### Data provided
+===+
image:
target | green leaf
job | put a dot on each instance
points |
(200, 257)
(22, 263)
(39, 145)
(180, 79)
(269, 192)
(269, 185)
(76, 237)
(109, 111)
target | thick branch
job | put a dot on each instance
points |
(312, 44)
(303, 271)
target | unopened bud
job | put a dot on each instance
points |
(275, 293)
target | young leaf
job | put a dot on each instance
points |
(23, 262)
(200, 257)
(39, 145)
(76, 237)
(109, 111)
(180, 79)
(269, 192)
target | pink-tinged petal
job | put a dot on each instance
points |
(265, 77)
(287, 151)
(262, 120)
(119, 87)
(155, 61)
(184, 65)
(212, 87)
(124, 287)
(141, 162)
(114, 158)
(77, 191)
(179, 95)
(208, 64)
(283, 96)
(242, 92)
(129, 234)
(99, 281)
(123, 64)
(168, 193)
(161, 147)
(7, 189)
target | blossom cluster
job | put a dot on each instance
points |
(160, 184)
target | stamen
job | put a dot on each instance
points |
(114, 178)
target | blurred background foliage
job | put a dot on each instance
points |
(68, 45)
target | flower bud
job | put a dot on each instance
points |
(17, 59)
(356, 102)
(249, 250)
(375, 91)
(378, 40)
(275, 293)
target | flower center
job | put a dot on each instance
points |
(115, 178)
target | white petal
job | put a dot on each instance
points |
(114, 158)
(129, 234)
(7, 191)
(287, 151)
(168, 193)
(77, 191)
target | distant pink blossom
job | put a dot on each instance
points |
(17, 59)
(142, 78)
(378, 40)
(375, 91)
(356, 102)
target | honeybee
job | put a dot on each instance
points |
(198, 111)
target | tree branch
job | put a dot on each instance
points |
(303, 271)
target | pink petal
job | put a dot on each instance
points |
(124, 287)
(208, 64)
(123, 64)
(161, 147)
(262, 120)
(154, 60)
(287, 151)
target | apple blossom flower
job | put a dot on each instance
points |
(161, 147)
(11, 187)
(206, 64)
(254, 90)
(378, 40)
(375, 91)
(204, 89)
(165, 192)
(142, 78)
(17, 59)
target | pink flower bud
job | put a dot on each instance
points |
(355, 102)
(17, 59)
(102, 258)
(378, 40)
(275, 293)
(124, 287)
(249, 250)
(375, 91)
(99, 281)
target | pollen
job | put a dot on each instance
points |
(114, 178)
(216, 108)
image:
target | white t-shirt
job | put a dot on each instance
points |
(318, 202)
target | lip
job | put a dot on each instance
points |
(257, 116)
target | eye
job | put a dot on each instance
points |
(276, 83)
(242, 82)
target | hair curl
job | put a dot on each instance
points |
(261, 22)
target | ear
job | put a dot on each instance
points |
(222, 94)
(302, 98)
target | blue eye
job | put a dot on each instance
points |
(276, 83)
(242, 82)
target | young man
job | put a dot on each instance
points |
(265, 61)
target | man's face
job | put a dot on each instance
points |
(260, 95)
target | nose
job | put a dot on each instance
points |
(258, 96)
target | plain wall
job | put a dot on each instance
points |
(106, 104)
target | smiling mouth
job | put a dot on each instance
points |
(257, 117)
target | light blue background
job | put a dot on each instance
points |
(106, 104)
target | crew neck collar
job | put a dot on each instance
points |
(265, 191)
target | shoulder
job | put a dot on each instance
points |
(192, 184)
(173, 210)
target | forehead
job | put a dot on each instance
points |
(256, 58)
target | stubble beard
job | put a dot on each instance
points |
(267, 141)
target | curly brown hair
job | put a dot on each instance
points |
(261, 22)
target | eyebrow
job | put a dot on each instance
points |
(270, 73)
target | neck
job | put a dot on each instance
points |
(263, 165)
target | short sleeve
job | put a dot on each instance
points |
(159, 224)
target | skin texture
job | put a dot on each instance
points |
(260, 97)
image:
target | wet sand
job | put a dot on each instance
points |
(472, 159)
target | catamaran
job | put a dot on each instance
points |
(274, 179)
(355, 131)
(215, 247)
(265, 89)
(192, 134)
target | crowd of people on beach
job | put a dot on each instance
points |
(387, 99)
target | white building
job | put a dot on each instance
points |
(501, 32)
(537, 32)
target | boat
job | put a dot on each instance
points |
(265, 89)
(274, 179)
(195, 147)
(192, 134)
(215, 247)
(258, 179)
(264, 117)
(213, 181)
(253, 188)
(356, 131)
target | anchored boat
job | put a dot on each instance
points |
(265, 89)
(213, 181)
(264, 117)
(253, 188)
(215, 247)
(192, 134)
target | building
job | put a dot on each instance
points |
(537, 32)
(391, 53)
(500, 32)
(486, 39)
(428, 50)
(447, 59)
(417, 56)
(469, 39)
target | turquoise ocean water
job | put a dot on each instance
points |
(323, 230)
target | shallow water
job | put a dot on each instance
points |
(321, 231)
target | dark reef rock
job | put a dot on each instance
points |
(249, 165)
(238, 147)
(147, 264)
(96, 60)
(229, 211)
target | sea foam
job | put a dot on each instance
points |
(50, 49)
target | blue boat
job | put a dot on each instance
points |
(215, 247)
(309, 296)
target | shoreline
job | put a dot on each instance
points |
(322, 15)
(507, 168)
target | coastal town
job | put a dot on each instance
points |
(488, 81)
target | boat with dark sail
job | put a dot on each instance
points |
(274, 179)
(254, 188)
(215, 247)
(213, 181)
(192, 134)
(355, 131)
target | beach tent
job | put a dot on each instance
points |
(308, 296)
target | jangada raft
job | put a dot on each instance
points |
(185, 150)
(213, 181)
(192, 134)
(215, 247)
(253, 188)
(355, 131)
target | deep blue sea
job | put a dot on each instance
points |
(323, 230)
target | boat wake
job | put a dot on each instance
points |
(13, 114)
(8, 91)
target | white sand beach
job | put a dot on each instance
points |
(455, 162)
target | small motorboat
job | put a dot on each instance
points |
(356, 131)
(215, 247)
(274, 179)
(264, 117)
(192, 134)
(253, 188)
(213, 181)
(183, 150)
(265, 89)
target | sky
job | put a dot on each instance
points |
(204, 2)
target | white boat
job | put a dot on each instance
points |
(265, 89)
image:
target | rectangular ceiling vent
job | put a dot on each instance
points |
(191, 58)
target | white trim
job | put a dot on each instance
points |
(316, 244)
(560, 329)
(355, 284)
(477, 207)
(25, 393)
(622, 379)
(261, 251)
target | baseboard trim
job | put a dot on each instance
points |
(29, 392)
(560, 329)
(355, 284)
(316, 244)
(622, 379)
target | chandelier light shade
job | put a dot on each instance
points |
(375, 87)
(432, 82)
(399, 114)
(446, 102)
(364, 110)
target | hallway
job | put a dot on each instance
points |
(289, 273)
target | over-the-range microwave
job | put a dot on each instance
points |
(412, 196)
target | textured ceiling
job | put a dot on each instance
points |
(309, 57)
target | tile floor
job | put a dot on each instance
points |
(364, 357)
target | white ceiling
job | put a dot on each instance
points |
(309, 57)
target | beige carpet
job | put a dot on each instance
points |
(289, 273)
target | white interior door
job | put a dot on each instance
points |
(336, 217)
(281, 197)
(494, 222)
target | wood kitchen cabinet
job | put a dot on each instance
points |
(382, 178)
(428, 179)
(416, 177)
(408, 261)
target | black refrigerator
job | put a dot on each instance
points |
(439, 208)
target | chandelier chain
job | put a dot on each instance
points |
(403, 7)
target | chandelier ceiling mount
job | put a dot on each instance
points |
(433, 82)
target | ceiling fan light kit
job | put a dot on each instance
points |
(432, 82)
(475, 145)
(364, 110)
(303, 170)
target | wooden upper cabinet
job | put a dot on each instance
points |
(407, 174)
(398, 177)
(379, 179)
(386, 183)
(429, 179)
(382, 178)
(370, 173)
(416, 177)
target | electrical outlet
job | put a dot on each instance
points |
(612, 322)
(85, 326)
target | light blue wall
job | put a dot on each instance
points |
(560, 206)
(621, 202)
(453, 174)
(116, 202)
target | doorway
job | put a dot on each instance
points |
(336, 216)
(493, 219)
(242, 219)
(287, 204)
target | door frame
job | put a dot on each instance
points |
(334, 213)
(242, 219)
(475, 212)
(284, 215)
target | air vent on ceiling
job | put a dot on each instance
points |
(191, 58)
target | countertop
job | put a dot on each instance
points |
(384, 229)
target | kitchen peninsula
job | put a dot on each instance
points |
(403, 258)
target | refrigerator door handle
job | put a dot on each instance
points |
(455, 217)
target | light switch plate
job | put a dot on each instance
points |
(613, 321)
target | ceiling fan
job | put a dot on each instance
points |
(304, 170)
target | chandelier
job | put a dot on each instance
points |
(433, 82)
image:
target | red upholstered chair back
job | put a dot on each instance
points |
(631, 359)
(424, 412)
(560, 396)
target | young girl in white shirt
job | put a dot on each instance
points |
+===+
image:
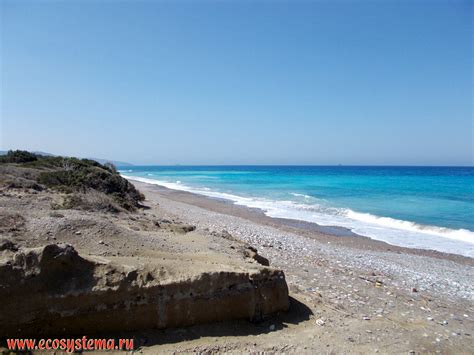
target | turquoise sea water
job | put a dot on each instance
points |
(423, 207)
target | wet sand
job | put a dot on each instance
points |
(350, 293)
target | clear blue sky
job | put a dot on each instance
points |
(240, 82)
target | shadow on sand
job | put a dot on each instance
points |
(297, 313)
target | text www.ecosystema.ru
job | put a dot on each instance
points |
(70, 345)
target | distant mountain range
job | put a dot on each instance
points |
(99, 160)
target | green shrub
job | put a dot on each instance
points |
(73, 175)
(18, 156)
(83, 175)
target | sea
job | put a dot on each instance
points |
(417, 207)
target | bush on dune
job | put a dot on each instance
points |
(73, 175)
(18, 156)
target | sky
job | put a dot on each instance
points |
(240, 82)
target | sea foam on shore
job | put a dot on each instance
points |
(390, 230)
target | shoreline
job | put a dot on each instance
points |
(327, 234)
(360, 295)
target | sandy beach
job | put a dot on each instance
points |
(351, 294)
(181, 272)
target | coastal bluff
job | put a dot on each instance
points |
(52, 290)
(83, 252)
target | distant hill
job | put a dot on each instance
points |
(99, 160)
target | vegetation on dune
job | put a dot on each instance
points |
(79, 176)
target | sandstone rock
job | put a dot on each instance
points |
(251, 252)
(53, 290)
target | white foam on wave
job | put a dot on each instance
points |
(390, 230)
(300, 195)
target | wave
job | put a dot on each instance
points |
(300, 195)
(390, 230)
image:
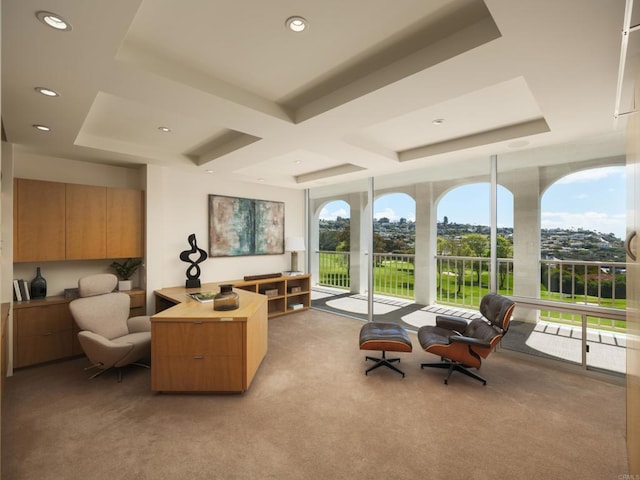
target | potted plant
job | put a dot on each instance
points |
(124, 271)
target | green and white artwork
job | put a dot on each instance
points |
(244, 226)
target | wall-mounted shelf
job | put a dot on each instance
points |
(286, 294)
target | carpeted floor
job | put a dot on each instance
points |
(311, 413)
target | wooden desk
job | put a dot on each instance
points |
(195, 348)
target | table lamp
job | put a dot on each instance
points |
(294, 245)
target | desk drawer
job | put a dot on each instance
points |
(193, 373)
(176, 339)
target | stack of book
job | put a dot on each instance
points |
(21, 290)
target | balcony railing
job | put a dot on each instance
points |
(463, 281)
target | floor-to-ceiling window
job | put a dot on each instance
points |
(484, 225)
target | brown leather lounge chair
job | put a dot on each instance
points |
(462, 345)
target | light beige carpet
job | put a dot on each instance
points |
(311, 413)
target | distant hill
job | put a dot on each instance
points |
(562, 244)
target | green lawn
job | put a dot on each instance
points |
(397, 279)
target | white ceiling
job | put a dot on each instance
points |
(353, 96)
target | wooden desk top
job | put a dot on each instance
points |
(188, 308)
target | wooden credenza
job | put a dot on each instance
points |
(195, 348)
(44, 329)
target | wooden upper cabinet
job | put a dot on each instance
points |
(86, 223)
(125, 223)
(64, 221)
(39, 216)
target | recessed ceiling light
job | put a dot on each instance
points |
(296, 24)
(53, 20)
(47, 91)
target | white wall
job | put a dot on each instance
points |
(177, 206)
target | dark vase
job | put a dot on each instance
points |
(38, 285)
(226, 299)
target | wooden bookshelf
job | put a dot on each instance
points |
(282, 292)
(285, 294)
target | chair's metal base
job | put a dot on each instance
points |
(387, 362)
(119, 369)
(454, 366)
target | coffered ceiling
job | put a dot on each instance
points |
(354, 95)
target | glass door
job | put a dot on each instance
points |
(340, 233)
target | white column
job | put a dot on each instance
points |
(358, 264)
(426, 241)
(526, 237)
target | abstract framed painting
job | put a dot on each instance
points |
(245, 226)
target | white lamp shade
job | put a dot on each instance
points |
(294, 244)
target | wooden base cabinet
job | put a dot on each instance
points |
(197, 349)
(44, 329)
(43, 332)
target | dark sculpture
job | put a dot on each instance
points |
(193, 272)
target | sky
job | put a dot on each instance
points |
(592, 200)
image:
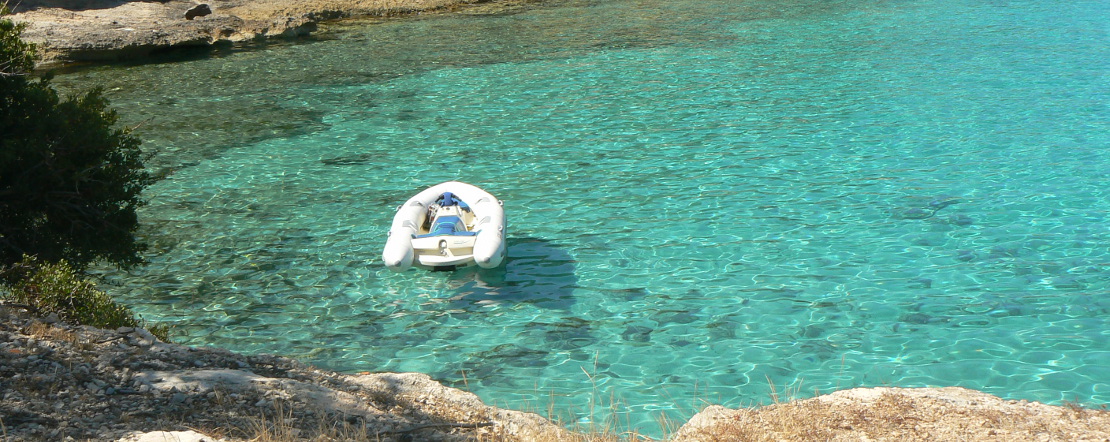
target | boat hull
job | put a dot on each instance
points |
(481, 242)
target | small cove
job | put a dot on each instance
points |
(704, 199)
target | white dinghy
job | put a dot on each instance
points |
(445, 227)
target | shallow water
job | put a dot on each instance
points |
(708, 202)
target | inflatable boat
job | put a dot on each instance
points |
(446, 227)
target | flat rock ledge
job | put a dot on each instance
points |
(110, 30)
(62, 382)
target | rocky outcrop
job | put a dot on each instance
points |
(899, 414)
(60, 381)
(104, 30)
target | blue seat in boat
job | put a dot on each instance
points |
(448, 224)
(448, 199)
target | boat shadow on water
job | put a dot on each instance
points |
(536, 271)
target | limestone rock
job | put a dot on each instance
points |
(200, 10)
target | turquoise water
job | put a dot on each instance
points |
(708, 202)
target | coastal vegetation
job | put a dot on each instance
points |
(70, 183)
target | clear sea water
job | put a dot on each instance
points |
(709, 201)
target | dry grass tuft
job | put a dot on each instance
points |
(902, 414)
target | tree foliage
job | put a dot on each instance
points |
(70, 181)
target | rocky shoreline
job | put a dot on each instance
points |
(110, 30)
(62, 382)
+===+
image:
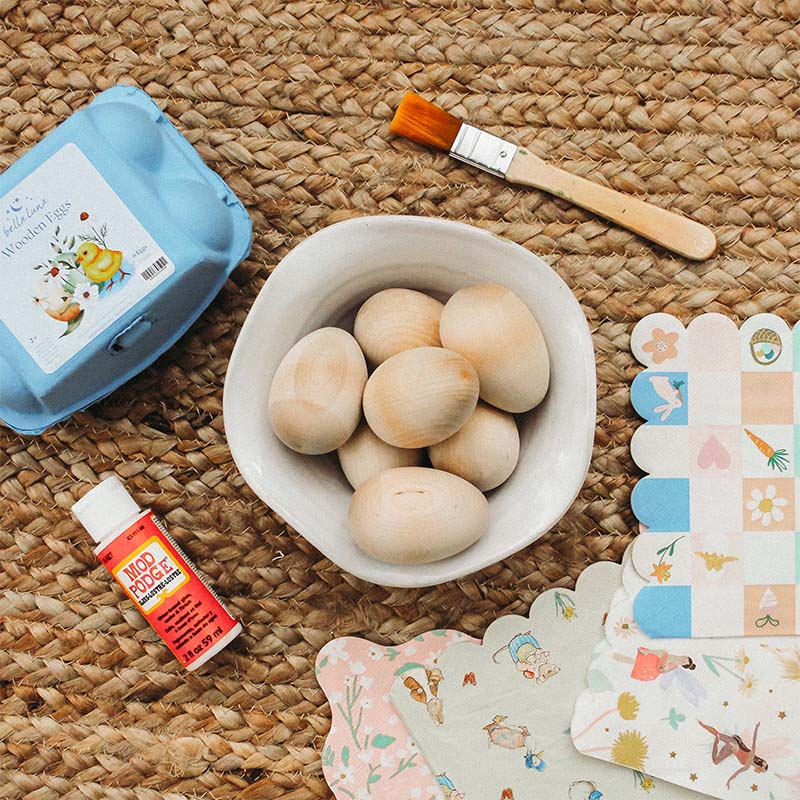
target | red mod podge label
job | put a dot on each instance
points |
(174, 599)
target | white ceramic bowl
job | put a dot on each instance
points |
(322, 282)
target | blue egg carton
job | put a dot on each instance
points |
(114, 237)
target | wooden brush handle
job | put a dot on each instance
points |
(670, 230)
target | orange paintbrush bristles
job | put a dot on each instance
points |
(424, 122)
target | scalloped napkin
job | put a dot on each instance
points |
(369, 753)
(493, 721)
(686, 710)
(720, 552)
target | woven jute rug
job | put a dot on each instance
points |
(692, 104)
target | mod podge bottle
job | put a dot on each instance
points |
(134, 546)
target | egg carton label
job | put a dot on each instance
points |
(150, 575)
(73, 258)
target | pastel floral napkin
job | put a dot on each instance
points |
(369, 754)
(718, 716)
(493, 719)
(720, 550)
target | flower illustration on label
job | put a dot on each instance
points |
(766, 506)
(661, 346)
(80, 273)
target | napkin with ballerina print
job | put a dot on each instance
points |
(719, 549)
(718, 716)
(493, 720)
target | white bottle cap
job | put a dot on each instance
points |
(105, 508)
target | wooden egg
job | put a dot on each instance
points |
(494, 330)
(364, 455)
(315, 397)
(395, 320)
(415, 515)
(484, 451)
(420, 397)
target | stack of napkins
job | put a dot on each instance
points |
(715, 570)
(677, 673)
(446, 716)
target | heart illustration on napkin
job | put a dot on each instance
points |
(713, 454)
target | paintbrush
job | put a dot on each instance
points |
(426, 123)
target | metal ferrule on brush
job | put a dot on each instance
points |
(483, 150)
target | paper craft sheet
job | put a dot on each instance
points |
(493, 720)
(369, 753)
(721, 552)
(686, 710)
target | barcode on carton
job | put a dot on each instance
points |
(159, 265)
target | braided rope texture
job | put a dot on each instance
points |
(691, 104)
+===+
Only lines that hold the string "label" belong in the answer, so copy every one of them from the records.

target | red mod podge label
target | egg carton label
target | flower illustration on label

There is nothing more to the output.